You assumed office during a challenging financial time for Illinois. Would you discuss your efforts in putting the state back on the road to fiscal stability?

Illinois is at the end of the road. We are at the cliff. We have to make big moves to fundamentally change the way Illinois does business or the current policies of the past will push us over the cliff and leave us in a place we will never recover from. My efforts are designed around empowering local governments and the people of our state to control their fates. I put forth a bold turnaround plan of more than 40 points, which I’ve whittled down to five: workers’ comp reform, tort reform, a property tax freeze, redistricting reform, and term limits. These reforms will help us make government more efficient by freeing up resources within state government. We need to make sure government works for the people of Illinois instead of the government insiders, because it belongs to the people. Our reforms also work to empower local voters and give communities more local control, which will give them the ability to control costs. Springfield shouldn’t be dictating how they spend their money; they should be deciding for themselves.

You have spoken about your vision to “ensure Illinois becomes the most compassionate and competitive state in the nation.” What do you mean by competitive and compassionate and how are they related?

Illinois ranks 48th in job creation. Only two states have a more hostile business environment than us, and it’s killing our economy. Businesses know they will be treated better if they leave Illinois. They look across the border to Indiana, Wisconsin, and Iowa and see better business climates that will help them grow. We cannot blame them for closing up shop and moving to neighboring states, so we must start to look at how Illinois can compete with those states for jobs and business. We need to not only retain the companies we have but attract new businesses, because with every business we lose, we also lose jobs, population, and revenue. Becoming competitive again is imperative to Illinois’ future so we can grow the economy. If we can attract economic investment and innovation to Illinois, we can begin to get ourselves back on solid financial footing. The reforms in the Turnaround Agenda will make Illinois more pro-growth and will free up resources within state government, which will help us serve the most vulnerable while giving taxpayers a better value for their taxes. These changes will help Illinois become the most competitive and compassionate state in the nation.

Education is the most important thing we do as a community, and I am committed to ensuring that all children in Illinois have access to high quality educational options from cradle to career.

Would you highlight your plan for creating jobs in Illinois and building a jobs-friendly climate in the state?

■ ■ ■ ■ ■

Your tasks
a) Quote the stretch of the Illinois interview from "You have spoken" through "are they related?".
b) According to the Illinois interview, where does Illinois rank in job creation?
c) Please carry on the Illinois interview from the point where it stops.
You won't need the material that follows the interview.

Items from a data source
■ ■ ■ ■ ■

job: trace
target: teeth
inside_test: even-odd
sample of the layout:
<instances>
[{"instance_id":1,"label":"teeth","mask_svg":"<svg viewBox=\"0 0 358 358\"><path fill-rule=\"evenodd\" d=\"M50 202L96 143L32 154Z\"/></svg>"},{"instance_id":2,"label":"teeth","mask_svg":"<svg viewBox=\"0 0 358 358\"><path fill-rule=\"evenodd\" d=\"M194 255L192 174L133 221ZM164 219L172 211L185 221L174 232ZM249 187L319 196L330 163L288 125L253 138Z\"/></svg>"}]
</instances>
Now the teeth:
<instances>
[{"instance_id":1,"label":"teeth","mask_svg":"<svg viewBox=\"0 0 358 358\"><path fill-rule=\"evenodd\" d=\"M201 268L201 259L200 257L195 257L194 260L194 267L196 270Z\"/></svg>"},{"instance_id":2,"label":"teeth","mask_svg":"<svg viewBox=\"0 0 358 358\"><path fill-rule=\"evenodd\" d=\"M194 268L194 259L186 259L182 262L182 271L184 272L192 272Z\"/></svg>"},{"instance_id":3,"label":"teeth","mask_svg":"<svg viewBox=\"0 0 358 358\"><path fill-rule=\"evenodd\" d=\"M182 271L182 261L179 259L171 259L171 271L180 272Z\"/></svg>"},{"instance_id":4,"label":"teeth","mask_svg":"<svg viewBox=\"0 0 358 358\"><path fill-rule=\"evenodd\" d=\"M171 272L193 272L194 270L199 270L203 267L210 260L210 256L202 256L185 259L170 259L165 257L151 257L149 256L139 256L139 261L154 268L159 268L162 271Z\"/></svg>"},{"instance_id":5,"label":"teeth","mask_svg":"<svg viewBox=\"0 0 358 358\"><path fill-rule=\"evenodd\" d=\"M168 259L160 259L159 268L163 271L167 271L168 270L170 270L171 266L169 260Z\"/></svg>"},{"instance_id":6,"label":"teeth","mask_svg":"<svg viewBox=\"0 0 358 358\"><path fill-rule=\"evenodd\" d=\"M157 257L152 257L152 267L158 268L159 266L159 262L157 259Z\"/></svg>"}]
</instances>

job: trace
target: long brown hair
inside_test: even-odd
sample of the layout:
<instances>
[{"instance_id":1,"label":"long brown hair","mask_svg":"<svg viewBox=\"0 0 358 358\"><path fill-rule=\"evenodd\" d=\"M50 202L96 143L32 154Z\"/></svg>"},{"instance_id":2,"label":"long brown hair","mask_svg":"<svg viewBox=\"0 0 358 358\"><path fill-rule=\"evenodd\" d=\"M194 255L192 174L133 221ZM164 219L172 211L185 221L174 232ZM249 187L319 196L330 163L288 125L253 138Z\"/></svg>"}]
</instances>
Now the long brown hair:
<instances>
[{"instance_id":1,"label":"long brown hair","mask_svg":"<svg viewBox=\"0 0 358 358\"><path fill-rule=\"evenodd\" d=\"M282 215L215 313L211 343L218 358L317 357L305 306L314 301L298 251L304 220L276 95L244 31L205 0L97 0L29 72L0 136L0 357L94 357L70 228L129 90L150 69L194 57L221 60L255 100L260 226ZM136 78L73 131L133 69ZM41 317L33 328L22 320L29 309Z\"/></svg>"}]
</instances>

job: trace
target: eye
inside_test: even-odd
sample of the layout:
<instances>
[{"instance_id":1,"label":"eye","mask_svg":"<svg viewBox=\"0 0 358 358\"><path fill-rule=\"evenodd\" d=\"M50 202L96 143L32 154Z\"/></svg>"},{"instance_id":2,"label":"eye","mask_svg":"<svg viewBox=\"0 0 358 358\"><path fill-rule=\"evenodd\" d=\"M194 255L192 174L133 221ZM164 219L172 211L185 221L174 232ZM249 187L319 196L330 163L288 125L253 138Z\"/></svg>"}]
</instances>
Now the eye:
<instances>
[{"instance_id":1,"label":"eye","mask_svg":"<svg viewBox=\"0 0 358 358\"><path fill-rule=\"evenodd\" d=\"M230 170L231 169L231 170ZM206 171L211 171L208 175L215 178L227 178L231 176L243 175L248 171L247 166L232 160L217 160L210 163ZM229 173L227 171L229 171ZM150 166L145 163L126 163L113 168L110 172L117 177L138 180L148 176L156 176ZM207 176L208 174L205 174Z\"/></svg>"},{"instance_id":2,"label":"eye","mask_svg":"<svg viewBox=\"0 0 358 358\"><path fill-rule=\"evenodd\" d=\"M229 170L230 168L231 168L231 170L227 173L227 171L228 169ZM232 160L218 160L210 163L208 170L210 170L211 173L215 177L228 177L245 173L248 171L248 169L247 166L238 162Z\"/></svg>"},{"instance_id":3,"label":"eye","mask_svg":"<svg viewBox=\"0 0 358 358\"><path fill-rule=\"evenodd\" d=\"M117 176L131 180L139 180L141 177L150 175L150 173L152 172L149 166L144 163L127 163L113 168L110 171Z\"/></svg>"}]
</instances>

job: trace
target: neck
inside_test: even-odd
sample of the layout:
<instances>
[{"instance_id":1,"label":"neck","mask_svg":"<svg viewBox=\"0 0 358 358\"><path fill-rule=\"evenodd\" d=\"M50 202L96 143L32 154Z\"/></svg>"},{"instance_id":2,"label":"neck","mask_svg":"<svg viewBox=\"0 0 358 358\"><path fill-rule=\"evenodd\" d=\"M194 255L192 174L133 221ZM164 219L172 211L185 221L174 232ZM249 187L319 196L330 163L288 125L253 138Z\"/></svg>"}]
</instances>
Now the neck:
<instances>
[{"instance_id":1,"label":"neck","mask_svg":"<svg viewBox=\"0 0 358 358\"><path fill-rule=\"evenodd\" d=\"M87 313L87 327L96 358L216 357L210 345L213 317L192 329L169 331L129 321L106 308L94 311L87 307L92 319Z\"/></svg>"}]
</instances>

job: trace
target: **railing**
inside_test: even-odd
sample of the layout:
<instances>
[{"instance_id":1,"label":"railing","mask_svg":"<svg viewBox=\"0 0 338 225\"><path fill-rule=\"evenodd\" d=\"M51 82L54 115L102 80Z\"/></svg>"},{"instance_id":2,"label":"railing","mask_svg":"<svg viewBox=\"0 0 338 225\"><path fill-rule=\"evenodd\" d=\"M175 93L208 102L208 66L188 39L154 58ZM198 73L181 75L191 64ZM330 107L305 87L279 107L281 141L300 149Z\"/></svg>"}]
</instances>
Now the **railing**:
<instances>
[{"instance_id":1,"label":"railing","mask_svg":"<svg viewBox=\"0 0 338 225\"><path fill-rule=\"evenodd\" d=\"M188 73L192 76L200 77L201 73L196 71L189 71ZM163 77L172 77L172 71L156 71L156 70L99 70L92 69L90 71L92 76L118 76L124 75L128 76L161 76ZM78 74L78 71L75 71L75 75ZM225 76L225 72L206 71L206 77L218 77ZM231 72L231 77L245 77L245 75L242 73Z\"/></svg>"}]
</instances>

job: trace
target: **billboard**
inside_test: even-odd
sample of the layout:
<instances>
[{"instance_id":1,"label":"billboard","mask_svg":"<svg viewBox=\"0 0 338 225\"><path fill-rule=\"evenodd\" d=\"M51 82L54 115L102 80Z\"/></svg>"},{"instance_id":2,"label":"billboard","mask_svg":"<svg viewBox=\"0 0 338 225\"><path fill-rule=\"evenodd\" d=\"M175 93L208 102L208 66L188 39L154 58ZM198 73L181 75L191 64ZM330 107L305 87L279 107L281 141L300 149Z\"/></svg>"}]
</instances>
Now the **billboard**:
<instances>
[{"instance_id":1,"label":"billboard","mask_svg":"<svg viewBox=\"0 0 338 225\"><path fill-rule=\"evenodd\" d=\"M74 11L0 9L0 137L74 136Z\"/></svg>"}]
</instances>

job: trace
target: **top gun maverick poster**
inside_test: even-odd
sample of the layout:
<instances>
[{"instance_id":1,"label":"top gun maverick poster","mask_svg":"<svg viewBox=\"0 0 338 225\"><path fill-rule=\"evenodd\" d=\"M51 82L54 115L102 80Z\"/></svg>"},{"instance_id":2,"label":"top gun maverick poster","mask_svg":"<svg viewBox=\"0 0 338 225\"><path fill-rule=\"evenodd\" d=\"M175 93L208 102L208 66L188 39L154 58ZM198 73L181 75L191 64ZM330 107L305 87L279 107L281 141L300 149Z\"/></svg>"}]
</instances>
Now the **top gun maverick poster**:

■ ■ ■ ■ ■

Answers
a)
You have spoken about your vision to “ensure Illinois becomes the most compassionate and competitive state in the nation.” What do you mean by competitive and compassionate and how are they related?

b) 48th.

c)
We need to reform our current policies that are crippling our business climate and chasing away investment. Illinois’ property taxes are the second highest in the country, which are unsustainable and suffocating to small businesses and middle-class families. My proposal would be to freeze property taxes for two years while giving local governments the tools they need to control costs. Illinois also has some of the highest workers’ compensation rates in the country. It’s one of the most common things I hear from businesses across the state – we need to do something about workers’ comp. The reforms done in 2011 did not go far enough, and our proposal will bring us in line with neighboring states so we can compete for jobs. We also need to reform our lawsuit climate to even the playing field for citizens and businesses. These things keep businesses from even considering Illinois and provide businesses already here a reason to leave. We have to make Illinois a place that rewards investment and economic growth.

What steps are you taking to improve education in Illinois and to reform K-12 education?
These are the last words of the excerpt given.